== Records shown ==
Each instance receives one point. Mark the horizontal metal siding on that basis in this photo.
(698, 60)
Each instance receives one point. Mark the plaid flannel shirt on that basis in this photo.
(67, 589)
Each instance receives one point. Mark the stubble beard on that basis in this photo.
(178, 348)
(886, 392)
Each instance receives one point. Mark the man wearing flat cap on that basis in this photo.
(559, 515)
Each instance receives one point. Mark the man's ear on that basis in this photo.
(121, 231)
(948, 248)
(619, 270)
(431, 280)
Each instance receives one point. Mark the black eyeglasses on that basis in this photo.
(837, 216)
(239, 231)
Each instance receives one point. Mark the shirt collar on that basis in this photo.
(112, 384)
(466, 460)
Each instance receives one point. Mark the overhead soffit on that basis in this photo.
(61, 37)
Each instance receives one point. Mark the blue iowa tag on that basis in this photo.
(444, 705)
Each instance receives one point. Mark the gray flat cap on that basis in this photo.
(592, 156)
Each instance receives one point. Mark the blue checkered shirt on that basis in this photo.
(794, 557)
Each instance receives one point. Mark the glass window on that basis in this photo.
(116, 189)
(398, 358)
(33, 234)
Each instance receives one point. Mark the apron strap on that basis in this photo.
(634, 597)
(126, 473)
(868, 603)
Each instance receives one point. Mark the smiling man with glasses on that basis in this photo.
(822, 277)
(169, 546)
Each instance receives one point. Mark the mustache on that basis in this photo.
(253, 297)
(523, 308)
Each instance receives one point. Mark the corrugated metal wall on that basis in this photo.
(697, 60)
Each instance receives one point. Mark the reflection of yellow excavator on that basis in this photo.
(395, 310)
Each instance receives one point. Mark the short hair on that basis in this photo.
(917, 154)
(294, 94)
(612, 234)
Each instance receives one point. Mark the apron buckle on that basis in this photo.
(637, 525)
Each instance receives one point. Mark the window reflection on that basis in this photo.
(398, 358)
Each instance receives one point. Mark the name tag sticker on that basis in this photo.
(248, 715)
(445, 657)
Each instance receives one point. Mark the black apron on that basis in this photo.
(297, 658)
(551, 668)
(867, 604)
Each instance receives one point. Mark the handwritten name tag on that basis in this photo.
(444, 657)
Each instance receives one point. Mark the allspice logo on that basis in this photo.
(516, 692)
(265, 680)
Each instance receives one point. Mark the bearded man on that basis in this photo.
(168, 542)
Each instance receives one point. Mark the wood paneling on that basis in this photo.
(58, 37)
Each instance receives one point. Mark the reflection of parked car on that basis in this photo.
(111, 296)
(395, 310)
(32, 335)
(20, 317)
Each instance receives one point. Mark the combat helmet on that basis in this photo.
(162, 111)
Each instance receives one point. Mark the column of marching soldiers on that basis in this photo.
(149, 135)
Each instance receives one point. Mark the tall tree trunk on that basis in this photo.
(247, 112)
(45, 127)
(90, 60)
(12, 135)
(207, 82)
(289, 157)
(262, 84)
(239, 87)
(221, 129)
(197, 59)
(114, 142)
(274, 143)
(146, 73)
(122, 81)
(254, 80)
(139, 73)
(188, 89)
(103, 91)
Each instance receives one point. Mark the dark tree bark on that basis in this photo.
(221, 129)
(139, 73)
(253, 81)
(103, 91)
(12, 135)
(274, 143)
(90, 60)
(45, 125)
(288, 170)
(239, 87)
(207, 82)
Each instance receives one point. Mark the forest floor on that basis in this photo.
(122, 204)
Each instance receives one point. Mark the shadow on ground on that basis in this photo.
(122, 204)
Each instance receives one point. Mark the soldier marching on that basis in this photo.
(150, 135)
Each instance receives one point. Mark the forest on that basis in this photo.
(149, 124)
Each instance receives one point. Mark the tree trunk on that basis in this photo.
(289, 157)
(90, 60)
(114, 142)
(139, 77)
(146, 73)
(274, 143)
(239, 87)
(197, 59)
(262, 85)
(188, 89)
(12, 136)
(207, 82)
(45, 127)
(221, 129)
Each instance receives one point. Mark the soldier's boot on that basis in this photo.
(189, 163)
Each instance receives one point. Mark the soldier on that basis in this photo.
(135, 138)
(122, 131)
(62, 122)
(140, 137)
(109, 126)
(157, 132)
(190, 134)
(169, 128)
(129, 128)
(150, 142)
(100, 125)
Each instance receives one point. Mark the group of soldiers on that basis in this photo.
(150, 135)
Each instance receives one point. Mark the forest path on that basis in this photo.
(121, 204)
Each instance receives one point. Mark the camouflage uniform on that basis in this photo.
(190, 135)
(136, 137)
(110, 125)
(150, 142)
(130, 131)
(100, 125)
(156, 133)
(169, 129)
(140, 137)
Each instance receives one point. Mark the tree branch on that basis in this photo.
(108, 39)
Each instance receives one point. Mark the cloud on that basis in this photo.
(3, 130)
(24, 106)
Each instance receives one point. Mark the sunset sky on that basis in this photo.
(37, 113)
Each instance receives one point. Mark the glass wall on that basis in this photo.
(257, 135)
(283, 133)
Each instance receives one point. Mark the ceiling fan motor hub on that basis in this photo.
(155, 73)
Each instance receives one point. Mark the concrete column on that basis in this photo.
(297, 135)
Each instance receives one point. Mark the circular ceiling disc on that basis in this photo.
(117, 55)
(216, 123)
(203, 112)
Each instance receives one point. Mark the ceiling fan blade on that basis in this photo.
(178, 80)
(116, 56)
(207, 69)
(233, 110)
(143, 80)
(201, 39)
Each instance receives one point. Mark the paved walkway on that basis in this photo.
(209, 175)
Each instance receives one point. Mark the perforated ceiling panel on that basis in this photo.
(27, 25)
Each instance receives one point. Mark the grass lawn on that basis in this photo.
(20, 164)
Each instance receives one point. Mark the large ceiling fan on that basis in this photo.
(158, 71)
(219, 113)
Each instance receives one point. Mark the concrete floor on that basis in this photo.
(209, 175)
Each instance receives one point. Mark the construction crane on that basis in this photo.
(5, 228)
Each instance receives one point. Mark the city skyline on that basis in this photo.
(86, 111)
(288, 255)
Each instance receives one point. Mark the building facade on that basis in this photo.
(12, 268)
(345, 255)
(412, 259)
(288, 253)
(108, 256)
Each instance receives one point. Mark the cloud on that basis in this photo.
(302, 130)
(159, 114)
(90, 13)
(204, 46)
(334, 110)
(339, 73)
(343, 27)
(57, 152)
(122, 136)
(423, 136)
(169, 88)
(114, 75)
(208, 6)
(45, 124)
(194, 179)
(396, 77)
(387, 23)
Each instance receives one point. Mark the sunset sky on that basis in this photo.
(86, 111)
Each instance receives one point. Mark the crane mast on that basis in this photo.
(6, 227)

== Problem to work on ==
Rewrite every one of the lines above, swapping "receives one point" for "gets a single point" wherever it occurs and changing nothing else.

== In response ==
Each instance gets a single point. Mark the horizontal metal siding on that basis in this photo.
(698, 60)
Each instance gets a single point. Mark the plaid flannel shirt on that basis in this photo.
(67, 589)
Each instance gets a single point. Mark the stubble beard on that basis in this photo.
(178, 348)
(886, 392)
Each instance gets a single point. Mark the man wearing flat cap on that basis in this photo.
(559, 515)
Each instance gets a single point. Mark the man's ear on that basis in this photo.
(121, 231)
(948, 248)
(619, 270)
(431, 280)
Each instance gets a single point. Mark the black eyeglasses on that basis in this photo.
(837, 216)
(239, 231)
Each instance gets a single point. Mark the shirt collar on that basis in this photo.
(112, 384)
(466, 460)
Each instance gets a single point. Mark the overhead soffit on that basis in this photo.
(61, 37)
Each instance gets a single point. Mark the blue iowa tag on that basis in this photo.
(444, 705)
Each instance gets a single point. Mark the gray flat cap on that basis in this photo.
(592, 156)
Each instance gets a single point. Mark the blue checkered shirt on that basis in this photo.
(794, 557)
Each instance gets a single point. Mark the glass window on that basis in this photo.
(116, 189)
(398, 358)
(33, 234)
Each instance gets a single point. Mark the apron strap on that basis in this photo.
(634, 597)
(126, 473)
(868, 603)
Each instance gets a single point. Mark the smiling man with glasses on that basis in this photo.
(822, 277)
(169, 546)
Each instance gets a single point. Mark the mustache on that basis in this photo.
(253, 297)
(523, 308)
Each instance gets a single point. Mark the corrugated metal wall on that basis in this photo.
(697, 60)
Each instance gets a single point. Mark the reflection of yellow excavator on that basis in this photo.
(395, 310)
Each instance gets a single point. Mark the short hair on that basis in this photo.
(917, 154)
(294, 94)
(612, 234)
Each instance gets a single point. Mark the apron buckle on that basis in this photo.
(637, 525)
Each instance gets a single point. Mark the window reflection on that basis in this photo.
(398, 358)
Each instance gets a single point. Mark the name tag sticker on that basis in this photo.
(248, 715)
(445, 657)
Each instance gets a single point. Mark the black apron on that basis in this photo.
(297, 658)
(551, 668)
(867, 604)
Each instance gets a single point. Mark the handwritten name tag on that basis in this photo.
(444, 657)
Each instance gets a single point. Mark the allspice logo on that basis in this photo.
(516, 692)
(265, 680)
Each instance gets a single point. Mark the bearded man on that basis in this photo.
(168, 542)
Each instance gets a single point. Mark the wood paneling on that basis in this photo.
(58, 37)
Each instance gets a single point. Mark the reflection of parked car on that basis in this photo.
(111, 296)
(395, 310)
(32, 335)
(20, 317)
Each instance gets a single point. Mark the combat helmet on that basis in this photo.
(162, 111)
Each instance gets a single point. Mark the column of marching soldiers on that basis in this photo.
(149, 135)
Each instance gets a single point. Mark the tall tree trunk on that basis in this photo.
(247, 112)
(45, 127)
(90, 60)
(12, 135)
(207, 82)
(289, 157)
(262, 84)
(239, 87)
(221, 129)
(197, 59)
(114, 142)
(274, 143)
(146, 73)
(122, 81)
(254, 80)
(139, 73)
(188, 89)
(103, 91)
Each instance gets a single point. Mark the dark tree bark on that basis in this photo.
(221, 129)
(139, 73)
(253, 81)
(103, 91)
(12, 135)
(274, 143)
(90, 60)
(45, 125)
(288, 170)
(239, 87)
(207, 82)
Each instance gets a single point. Mark the forest floor on that basis in this photo.
(122, 204)
Each instance gets a single point. Mark the shadow on ground on that basis in this photo.
(122, 204)
Each instance gets a single point. Mark the soldier marching on that basis in this photo.
(150, 135)
Each instance gets a single point. Mark the forest on that basis in this photo.
(149, 124)
Each instance gets a single point. Mark the tree trunk on that basis in this photo.
(289, 157)
(90, 60)
(114, 142)
(139, 77)
(146, 73)
(274, 143)
(239, 87)
(197, 59)
(262, 85)
(188, 89)
(12, 136)
(207, 82)
(45, 127)
(221, 129)
Each instance gets a single point. Mark the soldier's boot on that basis in this photo.
(189, 163)
Each instance gets a single point. Mark the soldier on that basis in this photo.
(135, 138)
(122, 131)
(62, 122)
(140, 137)
(109, 126)
(157, 132)
(190, 134)
(169, 128)
(129, 128)
(150, 142)
(100, 125)
Each instance gets a single point. Mark the group of soldiers on that basis in this photo.
(150, 135)
Each instance gets a single point. Mark the forest path on that basis in this photo.
(121, 204)
Each instance gets a single point. Mark the camouflage uniform on that basis in this photo.
(190, 135)
(136, 137)
(110, 125)
(150, 142)
(130, 131)
(100, 125)
(156, 133)
(169, 129)
(140, 137)
Each instance gets a single point. Mark the tree branch on that basis in this photo.
(108, 39)
Each instance gets a single point. Mark the cloud on that basis in this photo.
(3, 130)
(24, 106)
Each instance gets a single point. Mark the sunset sky on that basis in this photo.
(37, 113)
Each instance gets a single point. Mark the glass wall on that basis in this photo.
(257, 135)
(283, 133)
Each instance gets a single point. Mark the ceiling fan motor hub on that basis in this photo.
(155, 73)
Each instance gets a single point. Mark the concrete column on that basis in this photo.
(297, 135)
Each instance gets a single point. Mark the circular ceiling disc on that basis in this photo.
(117, 55)
(216, 123)
(203, 112)
Each instance gets a single point. Mark the ceiling fan blade on that basis in this photo.
(178, 80)
(116, 56)
(207, 69)
(233, 110)
(143, 80)
(201, 39)
Each instance gets a single point. Mark the paved walkway on that basis in this photo.
(209, 175)
Each instance gets a single point. Mark the perforated ceiling panel on that basis in this photo.
(27, 25)
Each instance gets a single point. Mark the grass lawn on that basis in this photo.
(20, 164)
Each instance gets a single point. Mark the large ceiling fan on that basis in this photo.
(158, 71)
(219, 113)
Each instance gets a single point. Mark the concrete floor on that basis in this photo.
(209, 175)
Each instance gets a single point. Mark the construction crane on that basis in this photo.
(5, 228)
Each instance gets a single point. Mark the city skyline on that basis in this photo.
(86, 111)
(288, 255)
Each instance gets a single point. Mark the building facade on that basis in this photo.
(12, 268)
(345, 255)
(412, 259)
(288, 253)
(108, 256)
Each instance gets a single point. Mark the cloud on that basis in this photo.
(302, 130)
(159, 114)
(90, 13)
(204, 46)
(334, 110)
(339, 73)
(343, 27)
(57, 152)
(122, 136)
(423, 136)
(169, 88)
(114, 75)
(208, 6)
(45, 124)
(194, 179)
(396, 77)
(387, 23)
Each instance gets a single point. Mark the sunset sky on that basis in this photo.
(86, 111)
Each instance gets a single point. Mark the crane mast on that basis in this photo.
(6, 227)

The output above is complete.